• **GIVEN EXERCISE**: Retype every line of the material below without any changes, and leave out the pictures.

• **ENTRIES**:
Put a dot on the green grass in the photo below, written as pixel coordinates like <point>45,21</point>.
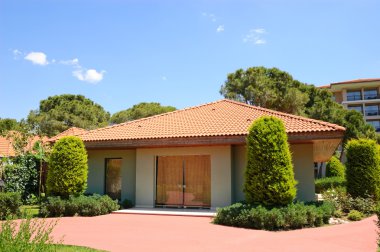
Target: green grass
<point>30,211</point>
<point>71,248</point>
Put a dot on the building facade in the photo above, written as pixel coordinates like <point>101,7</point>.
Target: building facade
<point>362,95</point>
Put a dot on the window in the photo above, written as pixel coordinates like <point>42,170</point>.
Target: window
<point>358,108</point>
<point>370,94</point>
<point>113,178</point>
<point>371,110</point>
<point>375,124</point>
<point>354,95</point>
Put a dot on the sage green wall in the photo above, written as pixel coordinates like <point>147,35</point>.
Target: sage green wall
<point>221,190</point>
<point>96,172</point>
<point>302,156</point>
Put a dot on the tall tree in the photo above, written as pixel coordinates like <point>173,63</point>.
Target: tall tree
<point>266,87</point>
<point>275,89</point>
<point>60,112</point>
<point>141,110</point>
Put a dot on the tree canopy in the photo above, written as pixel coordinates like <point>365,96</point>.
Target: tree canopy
<point>60,112</point>
<point>266,87</point>
<point>275,89</point>
<point>141,110</point>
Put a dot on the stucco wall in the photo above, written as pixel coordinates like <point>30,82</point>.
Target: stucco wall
<point>302,157</point>
<point>96,174</point>
<point>221,190</point>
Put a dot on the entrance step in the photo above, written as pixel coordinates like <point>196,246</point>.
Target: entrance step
<point>170,212</point>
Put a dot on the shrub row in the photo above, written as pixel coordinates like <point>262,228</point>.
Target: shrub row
<point>82,205</point>
<point>324,184</point>
<point>345,202</point>
<point>293,216</point>
<point>10,203</point>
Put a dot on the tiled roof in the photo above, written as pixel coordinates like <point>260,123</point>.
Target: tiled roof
<point>73,131</point>
<point>356,81</point>
<point>6,147</point>
<point>220,118</point>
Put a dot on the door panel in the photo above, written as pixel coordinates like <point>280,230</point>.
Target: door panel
<point>184,181</point>
<point>197,181</point>
<point>169,181</point>
<point>113,178</point>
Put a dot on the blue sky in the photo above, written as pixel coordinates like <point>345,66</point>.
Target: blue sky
<point>119,53</point>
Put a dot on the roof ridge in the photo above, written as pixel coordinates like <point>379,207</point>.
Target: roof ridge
<point>287,114</point>
<point>150,117</point>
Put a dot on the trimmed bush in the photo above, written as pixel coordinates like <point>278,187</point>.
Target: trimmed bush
<point>335,168</point>
<point>10,203</point>
<point>21,175</point>
<point>67,173</point>
<point>83,205</point>
<point>363,169</point>
<point>324,184</point>
<point>293,216</point>
<point>354,215</point>
<point>269,176</point>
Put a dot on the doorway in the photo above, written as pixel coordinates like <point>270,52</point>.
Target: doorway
<point>183,181</point>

• **TASK RESULT**:
Put a dot on the green grass in the photo below, written as pixel coordinates like <point>45,21</point>.
Target: green grass
<point>30,211</point>
<point>71,248</point>
Put a dot on the building facade in the photo above, written as pixel coordinates like <point>101,7</point>.
Target: building facade
<point>362,95</point>
Put a dot on the window in the photo above, written as pixel coordinates like <point>42,170</point>.
Target: window
<point>358,108</point>
<point>370,94</point>
<point>113,178</point>
<point>371,110</point>
<point>375,124</point>
<point>354,95</point>
Put a dot on the sage green wall in the photo above, written as pixel coordinates like <point>147,35</point>.
Target: sage green wall
<point>221,190</point>
<point>96,172</point>
<point>302,156</point>
Put a dot on the tall tree in the photo above, written as pixel coordinates like <point>173,63</point>.
Target: tall tree
<point>266,87</point>
<point>275,89</point>
<point>60,112</point>
<point>141,110</point>
Put a dot on the tree canopy in the photo above, written as pixel coordinates like <point>365,96</point>.
Target: tree canopy
<point>60,112</point>
<point>266,87</point>
<point>275,89</point>
<point>141,110</point>
Put a dot on the stucco wall in the photo above, written as pixel coordinates like <point>30,82</point>.
Target: stucco wall
<point>302,157</point>
<point>96,174</point>
<point>221,190</point>
Put a dot on the entrance step in the photo above, written as pixel coordinates like <point>196,246</point>.
Target: entrance step
<point>170,212</point>
Put a dot on the shrub row in the photo above, written as pixel coordinates like <point>262,228</point>.
Target: shrub row
<point>82,205</point>
<point>324,184</point>
<point>345,202</point>
<point>293,216</point>
<point>10,203</point>
Put a dot on the tiled roof in the photo above, written as pixel coordinates like <point>260,123</point>.
Target: tiled roof
<point>73,131</point>
<point>356,81</point>
<point>6,147</point>
<point>220,118</point>
Put a dot on the door panel in the photo above, written as pixel coordinates like <point>280,230</point>.
Target: door panel
<point>184,181</point>
<point>197,181</point>
<point>169,181</point>
<point>113,178</point>
Put a dot on the blue sky in the photo above, written as pixel coordinates like <point>345,66</point>.
Target: blue sky
<point>119,53</point>
Put a dot on the roof ridge in the photo above, written as pixel coordinates like <point>379,207</point>.
Target: roof ridge
<point>287,114</point>
<point>150,117</point>
Put a dot on the trimmed bush in the photo above, written as pixel coordinates like <point>278,187</point>.
Target: trimmed bush
<point>335,168</point>
<point>10,203</point>
<point>21,175</point>
<point>67,173</point>
<point>83,205</point>
<point>363,169</point>
<point>324,184</point>
<point>293,216</point>
<point>354,215</point>
<point>269,176</point>
Put a dot on the doorway in the photo above, written as pixel coordinates like <point>270,52</point>.
Target: doorway
<point>183,181</point>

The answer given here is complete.